[Opening PROVIDED DATA section]
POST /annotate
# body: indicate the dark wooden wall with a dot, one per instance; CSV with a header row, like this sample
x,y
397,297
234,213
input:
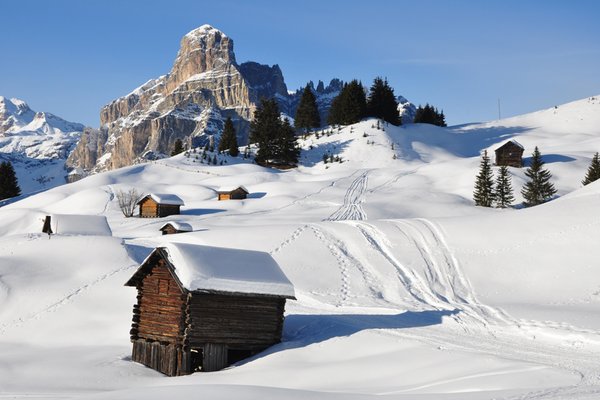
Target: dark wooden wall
x,y
164,210
160,307
242,322
510,155
171,325
148,208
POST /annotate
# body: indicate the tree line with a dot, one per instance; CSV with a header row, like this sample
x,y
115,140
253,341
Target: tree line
x,y
537,190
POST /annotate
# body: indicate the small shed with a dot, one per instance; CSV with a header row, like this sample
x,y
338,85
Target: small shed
x,y
73,224
510,154
175,227
158,205
202,308
238,193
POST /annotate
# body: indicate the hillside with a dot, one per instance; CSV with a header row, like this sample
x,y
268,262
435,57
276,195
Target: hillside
x,y
405,289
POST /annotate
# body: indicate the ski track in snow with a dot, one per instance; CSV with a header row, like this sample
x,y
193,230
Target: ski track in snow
x,y
111,197
352,208
64,300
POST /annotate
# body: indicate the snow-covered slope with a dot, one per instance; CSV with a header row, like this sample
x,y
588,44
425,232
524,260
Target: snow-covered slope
x,y
405,289
37,143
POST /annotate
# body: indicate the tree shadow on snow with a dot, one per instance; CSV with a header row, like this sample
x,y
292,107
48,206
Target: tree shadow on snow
x,y
549,159
257,195
201,211
303,330
318,150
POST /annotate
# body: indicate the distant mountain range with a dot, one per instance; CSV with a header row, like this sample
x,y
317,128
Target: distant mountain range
x,y
204,87
36,143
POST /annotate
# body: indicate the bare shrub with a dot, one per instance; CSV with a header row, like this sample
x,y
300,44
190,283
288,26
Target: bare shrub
x,y
127,201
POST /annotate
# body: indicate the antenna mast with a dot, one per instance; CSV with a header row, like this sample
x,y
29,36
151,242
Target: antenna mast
x,y
499,114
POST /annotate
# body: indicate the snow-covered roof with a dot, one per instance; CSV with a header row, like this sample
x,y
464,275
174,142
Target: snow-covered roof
x,y
231,189
72,224
180,226
513,141
225,270
164,198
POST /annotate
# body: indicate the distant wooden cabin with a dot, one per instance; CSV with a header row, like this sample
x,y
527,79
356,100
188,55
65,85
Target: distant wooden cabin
x,y
173,227
202,308
238,193
73,224
155,205
510,154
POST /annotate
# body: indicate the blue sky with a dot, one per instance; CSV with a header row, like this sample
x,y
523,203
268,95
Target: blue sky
x,y
72,57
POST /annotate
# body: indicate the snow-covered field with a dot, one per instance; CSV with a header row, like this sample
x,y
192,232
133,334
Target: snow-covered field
x,y
405,289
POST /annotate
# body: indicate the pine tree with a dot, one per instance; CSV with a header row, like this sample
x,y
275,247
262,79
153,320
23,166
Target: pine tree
x,y
275,138
382,102
350,106
538,189
504,193
593,172
228,139
287,152
429,115
264,128
177,147
9,185
307,114
484,184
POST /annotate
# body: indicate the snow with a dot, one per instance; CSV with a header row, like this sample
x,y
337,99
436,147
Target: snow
x,y
203,30
70,224
218,269
180,226
37,144
405,290
166,198
229,189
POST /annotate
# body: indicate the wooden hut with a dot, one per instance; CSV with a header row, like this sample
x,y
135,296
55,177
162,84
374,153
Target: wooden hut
x,y
155,205
238,193
202,308
510,154
173,227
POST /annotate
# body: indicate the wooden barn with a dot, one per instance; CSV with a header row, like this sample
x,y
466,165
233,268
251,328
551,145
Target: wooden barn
x,y
510,154
155,205
202,308
238,193
173,227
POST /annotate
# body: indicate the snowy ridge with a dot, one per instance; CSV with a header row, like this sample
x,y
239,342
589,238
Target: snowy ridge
x,y
395,271
37,143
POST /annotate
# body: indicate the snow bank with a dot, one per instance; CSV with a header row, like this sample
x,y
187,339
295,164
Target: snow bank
x,y
70,224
[Closing PROVIDED DATA section]
*INSTRUCTIONS TO FOLLOW*.
For this exercise, return every entry verbatim and omit all pictures.

*WRITTEN ANSWER*.
POST /annotate
# body: indicate the dark wooden wall with a dot, one per instance; CSV with a header row, like this sample
x,y
397,297
234,213
input:
Target: dark wooden wall
x,y
164,210
160,307
242,322
510,155
171,325
148,208
POST /annotate
# body: indicate the tree line with a dot, one per instance; CSV with a header row, like this sample
x,y
115,140
253,341
Target: tree line
x,y
537,190
POST /annotate
# body: indicate the small shed with a dot, one per instance; CSV with a header row, like this sample
x,y
338,85
Target: small shed
x,y
73,224
510,154
175,227
158,205
202,308
238,193
POST /annotate
# body: indicate the hillside with a dot, one per instance; CSV with a header row, like this sample
x,y
268,262
435,57
276,195
Target: hillside
x,y
405,289
POST /annotate
# body: indicate the ski track in snow with a dot, one per instance; CSV with a header row, like this sample
x,y
193,230
Target: ski track in snow
x,y
111,197
352,208
64,300
POST /annotate
# body: indicate the snow-covered slope with a dot, one per instance; CSV with a header row, like this sample
x,y
588,44
425,232
524,260
Target: snow-covered slope
x,y
405,289
37,143
POST /annotate
# body: indicate the tree shadow on snow with a dot, one per instance; CSV with a header row, like this sample
x,y
292,107
48,206
Target: tree shadow on snow
x,y
549,159
257,195
201,211
303,330
318,150
POST /annotate
# body: indicate the distant mountain range with a dot, one per instance; CSV with a header row, like this sample
x,y
317,128
Target: distant mountain range
x,y
204,87
36,143
POST /annotate
# body: indicate the bare shrub with a dot, one per instance; CSV with a header row, like this sample
x,y
300,44
190,283
288,26
Target: bare shrub
x,y
127,201
POST /annotate
# body: indicate the antenna mast with a dot, one per instance; CSV with a header row, like this sample
x,y
29,36
151,242
Target: antenna mast
x,y
499,114
POST /annotate
# body: indicate the snow-covered roof with a dot, one per instance; CSV with a header row, like this sample
x,y
464,275
174,142
Target: snow-covered roof
x,y
231,189
72,224
180,226
513,141
225,270
164,198
POST /annotate
# body: indicate the distant wooden cabin with a dot, one per instance; CSV with a header row, like this sample
x,y
527,79
356,100
188,55
65,85
Target: distant wooden cabin
x,y
173,227
202,308
238,193
73,224
155,205
510,154
POST /annotate
# body: indicate the blue sky with a dot, one per instance; CSV with a header row, like this sample
x,y
523,203
268,95
Target: blue sky
x,y
72,57
POST /annotate
# body: indicate the snow-covered field with a dot, one per instance; CSV with a header row, like this sample
x,y
192,232
133,334
Target: snow-covered field
x,y
405,289
POST /annotate
# body: indicate the pine tree with a dot, one per instance; CSV with a header row, like this sample
x,y
275,247
262,79
153,320
23,166
Target: pine tree
x,y
275,138
382,102
350,106
538,189
504,193
593,172
228,139
287,152
429,115
264,128
177,147
9,185
307,114
484,184
POST /annotate
# body: indicate the snow with a dot, one per instance; CSV with a header row, like this sample
x,y
337,99
436,147
Target: snow
x,y
203,30
70,224
218,269
180,226
37,144
405,290
166,198
229,189
POST /annotate
# body: indicate the wooden hut with a dot, one per instance; CSV with a header row, like this sample
x,y
135,296
55,177
162,84
374,153
Target: wooden hut
x,y
155,205
238,193
202,308
510,154
173,227
POST /annotate
# body: indicate the wooden barn with a dot, one per instance; CSV with a header row, like this sample
x,y
466,165
233,268
251,328
551,145
Target: wooden barn
x,y
510,154
155,205
202,308
238,193
173,227
POST /annotate
# body: indicate the snowy ridge with a dot, one per instance; CSV with a header row, like this sample
x,y
239,342
589,238
Target: snowy ridge
x,y
395,271
37,143
POST /annotate
# body: indicate the snow bank with a dot, one per instance; CSV with a header row, like this sample
x,y
187,339
295,164
Target: snow bank
x,y
70,224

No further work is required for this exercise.